> **PROVIDED ENTRIES**:
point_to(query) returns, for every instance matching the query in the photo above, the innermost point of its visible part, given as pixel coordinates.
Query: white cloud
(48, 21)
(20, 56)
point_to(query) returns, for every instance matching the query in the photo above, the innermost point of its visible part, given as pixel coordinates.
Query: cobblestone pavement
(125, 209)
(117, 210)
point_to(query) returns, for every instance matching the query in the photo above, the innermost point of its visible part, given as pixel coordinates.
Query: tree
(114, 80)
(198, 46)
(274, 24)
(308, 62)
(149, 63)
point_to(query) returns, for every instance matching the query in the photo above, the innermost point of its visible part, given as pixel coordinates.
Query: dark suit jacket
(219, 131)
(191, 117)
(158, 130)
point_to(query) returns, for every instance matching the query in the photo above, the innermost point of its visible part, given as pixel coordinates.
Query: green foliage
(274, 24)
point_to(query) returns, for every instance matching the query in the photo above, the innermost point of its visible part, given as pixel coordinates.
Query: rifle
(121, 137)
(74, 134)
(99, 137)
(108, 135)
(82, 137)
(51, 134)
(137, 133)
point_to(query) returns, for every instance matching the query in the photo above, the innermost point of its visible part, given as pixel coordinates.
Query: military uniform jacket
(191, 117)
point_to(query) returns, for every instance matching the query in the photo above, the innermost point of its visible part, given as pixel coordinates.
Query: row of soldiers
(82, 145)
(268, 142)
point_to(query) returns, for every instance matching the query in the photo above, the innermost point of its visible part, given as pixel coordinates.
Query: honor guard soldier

> **WHAT THE TASK ASKS**: What you write must match the records above exactly, line for line.

> **RESULT OF THE EXERCISE**:
point_to(query) returns, for every instance matching the query in the photo above, the innermost point of its visible part, given as pixel coordinates.
Query: white cloud
(48, 21)
(20, 56)
point_to(query) returns, for every instance matching the query in the photo above, the innermost point of its visible part, given as pixel coordinates.
Query: cobblestone pavement
(125, 209)
(117, 210)
point_to(query) returns, for every instance matching the query in the photo above, the innermost point of its visible part, given as pixel coordinates.
Query: tree
(114, 80)
(198, 46)
(274, 24)
(308, 62)
(149, 63)
point_to(query) returns, for every instance matching the query in the photo above, the innermost point of its visible part, given as pixel coordinates.
Query: dark suit jacket
(219, 131)
(191, 117)
(158, 130)
point_to(query) returns, for every instance matching the query in the photo above, the innermost point of its visible part, given as pixel coordinates.
Query: green foliage
(274, 24)
point_to(query) returns, for every instance matching the query in the photo above, the innermost point of its visible part, given as pixel coordinates.
Query: rifle
(121, 137)
(74, 134)
(99, 137)
(108, 135)
(82, 137)
(51, 134)
(137, 133)
point_to(query) returns, for every instance matching the query in the photo above, the innermost point of its visible part, given as pixel coordinates.
Query: military uniform jacket
(191, 117)
point_to(query) returns, for every instance matching the query in the photo above, the innermost point of its visible part, given as pixel coordinates.
Query: row of soldiers
(82, 145)
(268, 142)
point_to(query) returns, for every instance matching the query in the photo above, the innermost point of its visible part, given as pixel coordinates.
Query: honor guard soldier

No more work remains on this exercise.